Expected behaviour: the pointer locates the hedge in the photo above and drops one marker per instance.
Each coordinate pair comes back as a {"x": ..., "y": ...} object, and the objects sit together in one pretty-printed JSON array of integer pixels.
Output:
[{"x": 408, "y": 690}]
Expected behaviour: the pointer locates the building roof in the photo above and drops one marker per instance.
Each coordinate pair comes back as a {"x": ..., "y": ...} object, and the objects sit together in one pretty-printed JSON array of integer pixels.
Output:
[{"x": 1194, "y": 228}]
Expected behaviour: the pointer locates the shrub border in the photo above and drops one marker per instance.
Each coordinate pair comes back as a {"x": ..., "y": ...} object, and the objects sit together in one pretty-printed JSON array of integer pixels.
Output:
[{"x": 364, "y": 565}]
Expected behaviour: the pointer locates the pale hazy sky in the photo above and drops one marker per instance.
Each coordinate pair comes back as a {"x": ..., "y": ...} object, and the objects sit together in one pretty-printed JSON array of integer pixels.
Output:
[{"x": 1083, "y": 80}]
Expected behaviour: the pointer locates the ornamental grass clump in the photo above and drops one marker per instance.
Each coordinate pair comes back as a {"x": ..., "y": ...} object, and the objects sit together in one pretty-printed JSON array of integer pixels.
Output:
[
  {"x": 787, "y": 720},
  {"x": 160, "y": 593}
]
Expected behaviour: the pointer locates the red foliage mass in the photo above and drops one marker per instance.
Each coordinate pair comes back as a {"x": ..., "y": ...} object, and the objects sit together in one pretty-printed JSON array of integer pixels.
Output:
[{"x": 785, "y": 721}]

————

__What the task requires__:
Exact reproduction of the entire listing is required.

__Response to the exercise__:
Expected behaviour: the pointer locates the hedge in the photo above and drops one marker per instance.
Each coordinate pair comes back as a {"x": ..., "y": ...} object, and the objects sit together in one pretty-printed JSON array of integer pixels.
Output:
[{"x": 408, "y": 690}]
Expected behaviour: the pointer locates the building roof in the photo above and drops one marker per instance.
Each coordinate pair comes back as a {"x": ..., "y": ...} object, and the objects sit together in one pretty-printed JSON array of integer pixels.
Output:
[{"x": 1194, "y": 228}]
Expected behaviour: the pointer locates the shrub border in the photo above and drops one marker per instance.
Each coordinate pair comes back as a {"x": ..., "y": ...} object, and the objects sit together in one pretty-printed JSON array of integer pixels.
Output:
[{"x": 364, "y": 565}]
Expected behaviour: the pointer locates the pale hazy sky in the photo above and drops one marker per instance.
Each coordinate pair comes back as a {"x": ..., "y": ...} object, and the objects sit together in one pretty-printed JSON array of integer pixels.
Output:
[{"x": 1083, "y": 80}]
Expected behaviour: the pointer locates the ornamental grass clump in the photo above and drops one marker per instance.
Each coordinate pair comes back as a {"x": ..., "y": ...} object, and the objects sit together in one pretty-printed JSON array of integer pixels.
Output:
[
  {"x": 787, "y": 720},
  {"x": 160, "y": 593}
]
Expected behaviour: the pointer locates the red foliage mass in the photo above and drops one marker per instance.
Each coordinate pair comes back as a {"x": ..., "y": ...} object, and the objects sit together in one pretty-printed JSON array of integer pixels.
Output:
[{"x": 785, "y": 721}]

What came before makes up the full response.